RECORDS TO USE>
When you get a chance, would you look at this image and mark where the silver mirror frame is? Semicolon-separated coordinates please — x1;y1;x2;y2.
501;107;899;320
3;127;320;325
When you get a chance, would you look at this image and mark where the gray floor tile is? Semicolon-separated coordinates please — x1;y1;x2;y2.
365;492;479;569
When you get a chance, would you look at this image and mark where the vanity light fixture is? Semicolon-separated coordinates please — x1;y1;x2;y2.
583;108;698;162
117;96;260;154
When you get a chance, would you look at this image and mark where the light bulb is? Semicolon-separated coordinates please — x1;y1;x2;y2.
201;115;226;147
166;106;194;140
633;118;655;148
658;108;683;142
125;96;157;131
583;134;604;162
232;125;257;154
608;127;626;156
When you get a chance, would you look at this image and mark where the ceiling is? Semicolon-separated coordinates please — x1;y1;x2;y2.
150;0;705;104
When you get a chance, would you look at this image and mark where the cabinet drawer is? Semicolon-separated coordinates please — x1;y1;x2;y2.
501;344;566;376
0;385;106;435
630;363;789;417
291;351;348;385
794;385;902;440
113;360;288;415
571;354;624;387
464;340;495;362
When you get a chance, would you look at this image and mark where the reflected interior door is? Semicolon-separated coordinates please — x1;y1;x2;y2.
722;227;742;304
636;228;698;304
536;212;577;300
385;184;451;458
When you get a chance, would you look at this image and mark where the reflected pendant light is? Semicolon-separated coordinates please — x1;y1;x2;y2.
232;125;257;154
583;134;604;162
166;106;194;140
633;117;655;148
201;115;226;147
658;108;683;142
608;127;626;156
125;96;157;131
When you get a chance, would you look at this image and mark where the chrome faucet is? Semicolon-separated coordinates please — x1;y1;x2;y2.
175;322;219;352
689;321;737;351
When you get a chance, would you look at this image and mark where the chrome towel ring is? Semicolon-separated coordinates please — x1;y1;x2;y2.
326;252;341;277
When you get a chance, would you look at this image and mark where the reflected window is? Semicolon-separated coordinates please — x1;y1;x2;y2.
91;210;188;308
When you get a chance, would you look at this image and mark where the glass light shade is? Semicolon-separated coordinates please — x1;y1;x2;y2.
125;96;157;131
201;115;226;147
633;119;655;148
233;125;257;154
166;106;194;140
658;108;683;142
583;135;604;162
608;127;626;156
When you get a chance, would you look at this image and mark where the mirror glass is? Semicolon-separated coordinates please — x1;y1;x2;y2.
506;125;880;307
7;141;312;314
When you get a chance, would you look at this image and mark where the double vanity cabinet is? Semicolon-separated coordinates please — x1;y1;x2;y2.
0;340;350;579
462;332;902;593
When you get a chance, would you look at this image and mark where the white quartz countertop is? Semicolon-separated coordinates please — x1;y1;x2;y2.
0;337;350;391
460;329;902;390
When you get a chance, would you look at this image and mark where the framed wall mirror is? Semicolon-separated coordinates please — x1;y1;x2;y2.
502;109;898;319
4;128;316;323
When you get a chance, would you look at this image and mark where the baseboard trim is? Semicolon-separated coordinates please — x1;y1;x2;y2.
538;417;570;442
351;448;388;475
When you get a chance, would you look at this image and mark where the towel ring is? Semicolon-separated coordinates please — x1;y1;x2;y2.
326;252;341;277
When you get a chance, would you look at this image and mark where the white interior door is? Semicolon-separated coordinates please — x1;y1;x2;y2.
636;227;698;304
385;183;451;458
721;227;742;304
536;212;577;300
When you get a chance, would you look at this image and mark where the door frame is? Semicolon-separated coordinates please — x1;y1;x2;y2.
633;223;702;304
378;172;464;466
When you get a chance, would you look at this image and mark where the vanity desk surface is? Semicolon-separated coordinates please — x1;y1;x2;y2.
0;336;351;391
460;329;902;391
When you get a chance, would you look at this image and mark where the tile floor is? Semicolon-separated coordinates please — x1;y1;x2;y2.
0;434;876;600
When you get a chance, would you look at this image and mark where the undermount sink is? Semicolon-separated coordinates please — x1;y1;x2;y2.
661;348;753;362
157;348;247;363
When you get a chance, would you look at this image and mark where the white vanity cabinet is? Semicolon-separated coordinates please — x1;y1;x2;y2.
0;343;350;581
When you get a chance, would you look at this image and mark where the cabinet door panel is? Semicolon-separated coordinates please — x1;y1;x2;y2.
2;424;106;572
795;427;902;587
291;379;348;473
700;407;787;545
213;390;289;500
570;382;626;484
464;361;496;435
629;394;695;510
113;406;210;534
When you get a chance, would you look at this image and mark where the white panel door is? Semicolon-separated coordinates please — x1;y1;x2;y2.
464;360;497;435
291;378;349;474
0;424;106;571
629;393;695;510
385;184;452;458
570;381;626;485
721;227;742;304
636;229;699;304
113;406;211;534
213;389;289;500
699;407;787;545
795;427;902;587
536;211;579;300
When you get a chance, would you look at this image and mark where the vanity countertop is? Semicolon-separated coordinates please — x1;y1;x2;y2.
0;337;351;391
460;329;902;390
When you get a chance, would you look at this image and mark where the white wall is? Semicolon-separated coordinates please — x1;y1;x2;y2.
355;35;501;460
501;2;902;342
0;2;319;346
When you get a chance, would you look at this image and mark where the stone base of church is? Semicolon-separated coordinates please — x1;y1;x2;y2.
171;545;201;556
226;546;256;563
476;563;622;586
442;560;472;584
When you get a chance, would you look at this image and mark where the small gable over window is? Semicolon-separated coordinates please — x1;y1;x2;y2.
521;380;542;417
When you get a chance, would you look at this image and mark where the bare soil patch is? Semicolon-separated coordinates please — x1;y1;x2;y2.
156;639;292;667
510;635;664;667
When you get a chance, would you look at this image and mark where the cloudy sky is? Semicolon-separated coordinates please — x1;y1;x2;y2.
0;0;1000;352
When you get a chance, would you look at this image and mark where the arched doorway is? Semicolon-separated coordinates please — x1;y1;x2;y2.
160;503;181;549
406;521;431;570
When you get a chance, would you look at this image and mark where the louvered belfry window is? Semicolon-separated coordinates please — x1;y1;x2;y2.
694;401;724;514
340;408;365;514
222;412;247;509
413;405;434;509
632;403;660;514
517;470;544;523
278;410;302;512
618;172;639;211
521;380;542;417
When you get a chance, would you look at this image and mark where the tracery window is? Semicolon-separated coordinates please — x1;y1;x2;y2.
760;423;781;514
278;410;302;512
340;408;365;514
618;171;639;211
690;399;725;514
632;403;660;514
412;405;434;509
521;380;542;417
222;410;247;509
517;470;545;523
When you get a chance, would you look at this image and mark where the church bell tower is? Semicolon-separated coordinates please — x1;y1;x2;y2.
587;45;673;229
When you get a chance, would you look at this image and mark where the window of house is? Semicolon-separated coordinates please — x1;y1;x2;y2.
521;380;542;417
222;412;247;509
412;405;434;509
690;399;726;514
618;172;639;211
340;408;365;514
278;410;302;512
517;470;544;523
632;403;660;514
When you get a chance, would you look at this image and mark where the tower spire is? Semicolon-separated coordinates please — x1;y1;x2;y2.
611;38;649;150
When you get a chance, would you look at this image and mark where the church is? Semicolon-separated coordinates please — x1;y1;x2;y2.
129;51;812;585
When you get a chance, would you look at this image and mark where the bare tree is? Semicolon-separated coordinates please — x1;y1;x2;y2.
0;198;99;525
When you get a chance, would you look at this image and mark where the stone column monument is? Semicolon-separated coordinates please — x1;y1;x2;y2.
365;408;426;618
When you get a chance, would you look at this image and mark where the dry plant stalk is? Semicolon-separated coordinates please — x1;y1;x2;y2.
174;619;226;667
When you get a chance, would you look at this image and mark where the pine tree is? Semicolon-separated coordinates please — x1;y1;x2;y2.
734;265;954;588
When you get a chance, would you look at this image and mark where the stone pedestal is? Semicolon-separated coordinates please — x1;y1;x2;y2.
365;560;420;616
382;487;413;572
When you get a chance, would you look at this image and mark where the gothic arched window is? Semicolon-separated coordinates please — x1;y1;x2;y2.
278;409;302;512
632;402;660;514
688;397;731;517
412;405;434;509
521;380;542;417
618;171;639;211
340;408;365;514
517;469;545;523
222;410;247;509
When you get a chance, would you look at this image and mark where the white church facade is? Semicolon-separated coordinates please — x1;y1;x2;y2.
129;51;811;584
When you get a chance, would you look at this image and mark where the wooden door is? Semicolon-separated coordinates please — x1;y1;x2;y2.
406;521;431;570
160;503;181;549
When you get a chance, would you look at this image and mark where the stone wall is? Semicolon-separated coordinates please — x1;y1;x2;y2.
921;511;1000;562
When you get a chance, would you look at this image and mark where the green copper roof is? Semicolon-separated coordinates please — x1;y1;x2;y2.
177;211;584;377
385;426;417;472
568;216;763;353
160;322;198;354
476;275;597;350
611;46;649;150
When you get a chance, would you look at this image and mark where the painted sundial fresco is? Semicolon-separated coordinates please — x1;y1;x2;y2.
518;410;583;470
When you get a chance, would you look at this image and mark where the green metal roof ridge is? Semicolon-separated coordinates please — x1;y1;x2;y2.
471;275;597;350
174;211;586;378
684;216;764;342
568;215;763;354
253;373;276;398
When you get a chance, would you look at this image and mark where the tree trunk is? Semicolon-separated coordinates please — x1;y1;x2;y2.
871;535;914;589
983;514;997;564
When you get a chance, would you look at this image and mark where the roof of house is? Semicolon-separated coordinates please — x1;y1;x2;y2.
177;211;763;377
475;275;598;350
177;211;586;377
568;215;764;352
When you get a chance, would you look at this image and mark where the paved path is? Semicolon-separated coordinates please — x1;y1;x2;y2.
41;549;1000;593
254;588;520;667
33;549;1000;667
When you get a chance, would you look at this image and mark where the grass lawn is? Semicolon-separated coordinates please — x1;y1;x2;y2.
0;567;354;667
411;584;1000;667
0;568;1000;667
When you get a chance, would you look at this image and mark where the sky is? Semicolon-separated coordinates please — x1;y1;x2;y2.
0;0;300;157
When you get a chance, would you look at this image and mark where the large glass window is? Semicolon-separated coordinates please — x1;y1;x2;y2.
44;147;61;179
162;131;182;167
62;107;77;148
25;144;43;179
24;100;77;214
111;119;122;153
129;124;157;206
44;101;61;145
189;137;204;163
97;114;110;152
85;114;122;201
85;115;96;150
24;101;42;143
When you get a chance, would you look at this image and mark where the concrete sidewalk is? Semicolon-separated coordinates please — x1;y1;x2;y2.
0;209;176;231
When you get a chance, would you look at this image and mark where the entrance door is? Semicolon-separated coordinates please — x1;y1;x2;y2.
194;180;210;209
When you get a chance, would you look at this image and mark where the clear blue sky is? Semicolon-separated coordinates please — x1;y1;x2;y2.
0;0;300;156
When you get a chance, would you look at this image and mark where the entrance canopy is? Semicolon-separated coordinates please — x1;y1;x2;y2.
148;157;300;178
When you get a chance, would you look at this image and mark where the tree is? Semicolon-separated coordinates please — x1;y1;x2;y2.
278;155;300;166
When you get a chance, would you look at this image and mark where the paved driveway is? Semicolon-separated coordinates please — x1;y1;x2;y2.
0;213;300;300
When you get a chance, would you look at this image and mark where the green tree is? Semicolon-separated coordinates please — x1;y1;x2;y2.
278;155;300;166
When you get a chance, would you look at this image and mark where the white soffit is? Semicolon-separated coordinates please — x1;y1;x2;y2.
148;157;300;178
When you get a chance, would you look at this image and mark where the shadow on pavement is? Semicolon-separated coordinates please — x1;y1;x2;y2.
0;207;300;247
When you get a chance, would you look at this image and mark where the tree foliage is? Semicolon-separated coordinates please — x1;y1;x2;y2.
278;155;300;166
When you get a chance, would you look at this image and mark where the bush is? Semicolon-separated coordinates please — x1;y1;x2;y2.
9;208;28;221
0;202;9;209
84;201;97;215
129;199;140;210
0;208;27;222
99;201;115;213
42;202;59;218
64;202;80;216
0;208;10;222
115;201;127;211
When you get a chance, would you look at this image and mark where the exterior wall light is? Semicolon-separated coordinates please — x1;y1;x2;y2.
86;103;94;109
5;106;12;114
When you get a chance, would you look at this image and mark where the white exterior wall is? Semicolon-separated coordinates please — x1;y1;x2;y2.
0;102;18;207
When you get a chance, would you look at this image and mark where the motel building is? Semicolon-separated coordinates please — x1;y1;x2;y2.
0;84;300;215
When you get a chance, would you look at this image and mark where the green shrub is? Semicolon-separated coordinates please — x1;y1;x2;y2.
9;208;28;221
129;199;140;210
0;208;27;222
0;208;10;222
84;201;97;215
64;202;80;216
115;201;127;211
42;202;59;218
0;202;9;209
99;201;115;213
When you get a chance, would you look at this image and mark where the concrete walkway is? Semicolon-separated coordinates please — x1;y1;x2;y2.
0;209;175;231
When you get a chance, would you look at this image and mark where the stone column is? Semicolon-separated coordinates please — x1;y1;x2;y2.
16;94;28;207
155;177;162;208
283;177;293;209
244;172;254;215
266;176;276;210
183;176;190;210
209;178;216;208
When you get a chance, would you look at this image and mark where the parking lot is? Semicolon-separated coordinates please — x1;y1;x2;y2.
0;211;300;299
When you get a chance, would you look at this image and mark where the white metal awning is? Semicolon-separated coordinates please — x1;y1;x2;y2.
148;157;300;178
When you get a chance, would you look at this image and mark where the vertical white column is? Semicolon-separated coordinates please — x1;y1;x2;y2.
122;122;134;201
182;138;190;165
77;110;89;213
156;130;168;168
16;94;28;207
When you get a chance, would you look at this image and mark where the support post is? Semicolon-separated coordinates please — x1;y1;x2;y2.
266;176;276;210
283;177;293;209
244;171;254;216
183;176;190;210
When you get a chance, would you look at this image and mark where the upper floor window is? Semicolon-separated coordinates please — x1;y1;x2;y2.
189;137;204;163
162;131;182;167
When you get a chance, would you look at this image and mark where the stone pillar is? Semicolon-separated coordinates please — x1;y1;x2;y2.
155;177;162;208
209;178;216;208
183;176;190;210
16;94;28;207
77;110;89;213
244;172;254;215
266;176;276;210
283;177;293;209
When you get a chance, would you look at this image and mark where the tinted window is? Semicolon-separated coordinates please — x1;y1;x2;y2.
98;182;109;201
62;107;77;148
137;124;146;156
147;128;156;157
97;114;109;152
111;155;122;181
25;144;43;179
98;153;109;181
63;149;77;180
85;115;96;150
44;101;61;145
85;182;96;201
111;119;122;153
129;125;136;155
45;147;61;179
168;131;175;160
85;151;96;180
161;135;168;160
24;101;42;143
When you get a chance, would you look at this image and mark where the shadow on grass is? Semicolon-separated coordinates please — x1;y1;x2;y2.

SET PROBLEM> Reproduce exactly the line that holds "stone column is?", then every line after it, ending with the final line of the records above.

WRITTEN REPLY>
When you get a chance, would you look at this image and mark where the stone column is? Semicolon-separated coordinates please — x1;y1;x2;y2.
16;94;28;207
155;177;162;208
283;177;293;209
244;172;254;215
266;176;276;210
183;176;190;210
209;178;216;208
When you get a chance, would you look at this image and mark where the parking lot is? Semicolon-separated coordinates please — x1;y1;x2;y2.
0;211;300;299
When you get a chance, would you look at this image and mark where the white metal awning is? Semicolon-separated coordinates please — x1;y1;x2;y2.
148;157;300;178
When you get a chance, would you look at this image and mark where the vertical white column is? Semicolon-separated coordinates please — x1;y1;x2;y2.
122;122;134;201
182;138;190;165
77;110;89;213
156;130;168;168
16;94;28;207
When you get a chance, would you look at this image and mark where the support post is? Semicolon-separated coordinates please — x1;y1;x2;y2.
266;176;276;210
283;177;293;209
244;171;254;216
183;176;190;210
When you get a chance, would you look at this image and mark where the upper floor window is? Semicolon-separated coordinates please — x1;y1;x2;y2.
189;137;204;163
162;131;182;167
When you get a chance, would you look at this image and mark where the stone pillar is? Semicolon-separated coordinates please — x1;y1;x2;y2.
155;177;162;208
209;178;216;208
183;176;190;210
16;94;28;207
77;110;89;213
244;172;254;215
266;176;276;210
283;177;293;209
When you get a chance, would you look at this image and mark where the tinted window is? Semicolon-separated coordinates please — x1;y1;x2;y2.
98;182;109;201
62;107;77;148
137;124;146;156
147;128;156;157
97;114;109;152
111;155;122;181
25;144;43;179
98;153;109;181
63;149;77;180
85;115;96;150
44;101;61;145
85;182;96;201
111;119;122;153
129;125;136;155
45;147;61;179
168;131;175;160
85;151;96;180
161;135;168;160
24;101;42;143
When you get a chance, would you look at this image and mark where the shadow on grass is? Semicolon-separated coordinates please — x1;y1;x2;y2.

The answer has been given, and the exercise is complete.